= Text segment =
=== Begin Enclosure ===

Actually, we don't have to agree t disagree on this one: I've handled bankruptcy and divorce cases, and I heard of civil cases versus organized crime figures (with particular attention to the late Mr. Raymond Loreda Salvatore Patriarca, who spent the 1930's as a local small-time crook in my area while his family grew inexplicably rich (including his brother's apple orchard which is now a major toxic clean-up site), and the late Mr. Frank Peter Balistrieri, who, with a couple of years of law school under his belt, became a master of setting of front men to purchase Las Vagas casinos with his money (as Balistrieri himself had been banned from business dealings with casinos)), which show how interests in realty can be concealed by individuals, and just as easily by corporations using the corporate veil and a shell0game of subsidiary corporations owned by partnerships and individuals acting at the behest of unscrupulous corporations. That's why I say, for corporations, income taxation, and LIMITED LIFESPAN (say, 50 years).
Waddya tink?

=== End Enclosure ===

Saved entries
=== Begin Enclosure ===

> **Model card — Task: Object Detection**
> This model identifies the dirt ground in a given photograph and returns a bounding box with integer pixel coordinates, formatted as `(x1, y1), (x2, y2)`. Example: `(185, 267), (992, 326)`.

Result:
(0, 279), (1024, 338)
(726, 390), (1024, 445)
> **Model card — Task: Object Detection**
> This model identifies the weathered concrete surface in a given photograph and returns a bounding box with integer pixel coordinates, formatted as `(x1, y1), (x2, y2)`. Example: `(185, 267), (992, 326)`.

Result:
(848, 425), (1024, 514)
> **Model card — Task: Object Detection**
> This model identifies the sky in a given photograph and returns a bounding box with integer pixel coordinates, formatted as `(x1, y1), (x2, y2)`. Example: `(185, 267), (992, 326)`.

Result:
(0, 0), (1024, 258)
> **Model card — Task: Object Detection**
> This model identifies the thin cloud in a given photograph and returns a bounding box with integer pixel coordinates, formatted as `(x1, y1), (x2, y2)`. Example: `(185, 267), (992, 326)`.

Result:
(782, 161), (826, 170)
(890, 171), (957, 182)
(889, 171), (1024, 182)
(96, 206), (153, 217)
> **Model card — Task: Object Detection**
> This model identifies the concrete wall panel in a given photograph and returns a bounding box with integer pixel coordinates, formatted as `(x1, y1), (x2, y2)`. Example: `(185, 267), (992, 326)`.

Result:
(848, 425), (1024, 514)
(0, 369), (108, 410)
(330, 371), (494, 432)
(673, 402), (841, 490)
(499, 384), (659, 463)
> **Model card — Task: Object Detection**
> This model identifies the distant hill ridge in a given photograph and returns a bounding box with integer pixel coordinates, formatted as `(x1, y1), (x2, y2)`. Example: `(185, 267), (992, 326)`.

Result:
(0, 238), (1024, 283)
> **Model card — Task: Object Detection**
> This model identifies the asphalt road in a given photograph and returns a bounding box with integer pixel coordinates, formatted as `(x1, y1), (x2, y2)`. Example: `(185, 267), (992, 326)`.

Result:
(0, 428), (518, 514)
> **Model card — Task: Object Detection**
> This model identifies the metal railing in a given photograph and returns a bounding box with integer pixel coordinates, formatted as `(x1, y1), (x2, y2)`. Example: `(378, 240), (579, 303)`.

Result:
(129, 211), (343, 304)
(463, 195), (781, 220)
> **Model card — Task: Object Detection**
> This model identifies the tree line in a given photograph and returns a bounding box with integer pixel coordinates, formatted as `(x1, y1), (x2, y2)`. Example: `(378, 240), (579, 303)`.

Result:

=== End Enclosure ===

= Task 1 =
According to the comment on corporations, what did Patriarca's brother's apple orchard become?
= Task 2 =
Proceed with the comment on corporations, starting after its last sentence.
This listing has no connection to the comment above it.

= Task answer 1 =
A major toxic clean-up site.

= Task answer 2 =
Although "interests" in real estate can perhaps be "concealed," real estate
itself cannot be concealed from local taxing authorities as most other things can. And I assume you would agree that, the more the tax burden is shifted off the private created values of
labor and
capital and onto the publicly created value of
land, the less incentive anyone would have to "conceal" their "interests" in a particular land title to begin with.
As for corporations, I think the first order of business is to abolish
corporate personhood. Once that is done, then we can argue about whether or not we should tax their "income" (as opposed to the value of their landholdings) or impose some sort of "life span."